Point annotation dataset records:
╔══
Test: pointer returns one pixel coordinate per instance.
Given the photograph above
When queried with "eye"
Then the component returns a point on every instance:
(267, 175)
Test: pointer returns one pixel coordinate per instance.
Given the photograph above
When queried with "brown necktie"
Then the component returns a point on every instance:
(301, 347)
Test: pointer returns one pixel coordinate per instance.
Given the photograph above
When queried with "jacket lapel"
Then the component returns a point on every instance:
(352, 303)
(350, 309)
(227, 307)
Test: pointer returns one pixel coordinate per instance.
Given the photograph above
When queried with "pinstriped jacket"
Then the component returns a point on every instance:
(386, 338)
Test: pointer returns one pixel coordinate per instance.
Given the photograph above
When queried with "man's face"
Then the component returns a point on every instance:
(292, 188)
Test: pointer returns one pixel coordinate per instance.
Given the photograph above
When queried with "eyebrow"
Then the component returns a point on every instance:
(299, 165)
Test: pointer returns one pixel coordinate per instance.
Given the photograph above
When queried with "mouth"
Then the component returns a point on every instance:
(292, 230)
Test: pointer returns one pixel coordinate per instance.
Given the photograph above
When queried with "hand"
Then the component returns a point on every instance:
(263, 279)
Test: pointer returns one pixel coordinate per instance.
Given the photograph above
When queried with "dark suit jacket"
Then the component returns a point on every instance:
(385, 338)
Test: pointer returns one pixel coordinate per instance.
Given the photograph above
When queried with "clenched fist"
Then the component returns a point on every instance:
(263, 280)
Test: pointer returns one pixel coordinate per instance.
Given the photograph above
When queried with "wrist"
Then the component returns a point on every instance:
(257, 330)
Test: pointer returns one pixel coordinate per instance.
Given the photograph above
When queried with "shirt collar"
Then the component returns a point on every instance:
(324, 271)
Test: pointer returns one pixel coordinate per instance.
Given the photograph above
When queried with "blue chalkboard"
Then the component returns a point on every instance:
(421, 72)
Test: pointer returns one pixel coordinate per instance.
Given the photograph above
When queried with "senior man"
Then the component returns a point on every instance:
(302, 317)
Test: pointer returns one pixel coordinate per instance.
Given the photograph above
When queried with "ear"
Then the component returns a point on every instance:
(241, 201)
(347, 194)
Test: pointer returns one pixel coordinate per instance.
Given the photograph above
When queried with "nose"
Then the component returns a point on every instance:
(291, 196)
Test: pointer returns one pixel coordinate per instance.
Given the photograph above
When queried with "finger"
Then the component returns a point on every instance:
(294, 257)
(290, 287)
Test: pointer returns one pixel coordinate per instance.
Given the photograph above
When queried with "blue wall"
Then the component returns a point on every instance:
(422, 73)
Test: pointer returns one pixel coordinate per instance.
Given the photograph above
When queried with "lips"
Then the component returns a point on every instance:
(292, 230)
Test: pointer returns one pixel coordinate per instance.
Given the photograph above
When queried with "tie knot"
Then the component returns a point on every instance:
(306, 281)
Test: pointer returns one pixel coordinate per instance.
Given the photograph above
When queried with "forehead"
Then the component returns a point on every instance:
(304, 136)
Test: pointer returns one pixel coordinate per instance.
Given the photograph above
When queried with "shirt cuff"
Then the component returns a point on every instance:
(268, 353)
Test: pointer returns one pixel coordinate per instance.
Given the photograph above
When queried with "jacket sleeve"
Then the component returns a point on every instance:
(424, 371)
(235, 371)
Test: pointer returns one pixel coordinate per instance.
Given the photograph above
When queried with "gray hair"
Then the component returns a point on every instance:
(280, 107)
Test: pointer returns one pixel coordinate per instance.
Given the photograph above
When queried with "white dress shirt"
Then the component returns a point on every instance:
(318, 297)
╚══
> _WHAT IS REQUIRED_: Using the listing above, reproduce each line without omission.

> _ANSWER_:
Test: pointer returns one pixel coordinate per instance.
Given the photograph above
When queried with "eye"
Then the component returns a point on every instance:
(267, 175)
Test: pointer returns one pixel coordinate per instance.
Given the photograph above
When queried with "brown necktie"
Then the component returns a point on every instance:
(301, 347)
Test: pointer returns one pixel coordinate per instance.
Given the photograph above
When queried with "jacket lapel"
Then the component returns a point on every instance:
(352, 303)
(350, 309)
(227, 307)
Test: pointer returns one pixel coordinate per instance.
Given the photograph above
When queried with "pinstriped jacket"
Then the component returns a point on every instance:
(386, 338)
Test: pointer returns one pixel coordinate per instance.
Given the photograph above
When queried with "man's face"
Then the component returns a point on every instance:
(292, 188)
Test: pointer returns one pixel coordinate per instance.
Given the photograph above
When queried with "eyebrow"
Then the component returns a point on every instance:
(299, 165)
Test: pointer returns one pixel coordinate per instance.
Given the photograph above
When queried with "mouth"
Then the component returns a point on every instance:
(292, 230)
Test: pointer returns one pixel coordinate per instance.
Given the photograph above
When queried with "hand"
Then the component returns a point on every instance:
(263, 279)
Test: pointer returns one pixel coordinate per instance.
Given the photograph above
When queried with "dark suit jacket"
Then the component returns a point on every instance:
(385, 338)
Test: pointer returns one pixel coordinate per instance.
Given the photograph above
When queried with "clenched fist"
Then the component returns a point on every instance:
(263, 280)
Test: pointer returns one pixel coordinate per instance.
Given the photograph above
When queried with "wrist"
Then the component returns a point on every instance:
(257, 330)
Test: pointer returns one pixel coordinate per instance.
Given the photograph above
When queried with "shirt collar"
Then the component returns a point on every instance:
(324, 271)
Test: pointer returns one pixel coordinate per instance.
Given the photograph above
When queried with "blue chalkboard"
Then the component returns a point on every instance:
(421, 72)
Test: pointer returns one pixel coordinate per instance.
Given the photograph above
When queried with "senior man"
Then the component returns a point on every instance:
(302, 317)
Test: pointer returns one pixel coordinate per instance.
Given the photograph above
When queried with "ear"
Then the component returns a point on every instance:
(241, 201)
(347, 194)
Test: pointer returns one pixel coordinate per instance.
Given the photograph above
When queried with "nose"
Then the component returns a point on every instance:
(291, 196)
Test: pointer returns one pixel coordinate per instance.
Given the photograph above
When queried with "finger"
Then the component returns a point on every instance:
(294, 257)
(290, 287)
Test: pointer returns one pixel coordinate per instance.
Given the photograph above
When queried with "blue wall"
Then the component returns a point on every instance:
(422, 73)
Test: pointer returns one pixel coordinate per instance.
Given the photograph above
When queried with "lips"
Then the component returns a point on every instance:
(292, 230)
Test: pointer returns one pixel coordinate per instance.
Given the photograph above
When queried with "tie knot"
Then the component returns a point on every instance:
(306, 281)
Test: pointer returns one pixel coordinate per instance.
Given the photograph above
When queried with "forehead"
Then the component returns a point on every instance:
(304, 136)
Test: pointer returns one pixel coordinate per instance.
Given the photograph above
When queried with "shirt cuff"
Then the component returns a point on every instance:
(268, 353)
Test: pointer returns one pixel coordinate per instance.
Given the photograph above
When queried with "jacket sleeve"
Then the component returns a point on every instance:
(424, 371)
(235, 371)
Test: pointer returns one pixel coordinate per instance.
Given the photograph above
When queried with "gray hair"
Then the component returns a point on every instance:
(280, 107)
Test: pointer returns one pixel coordinate per instance.
Given the photograph above
When queried with "white dress shirt"
Then the component returns a point on every instance:
(318, 297)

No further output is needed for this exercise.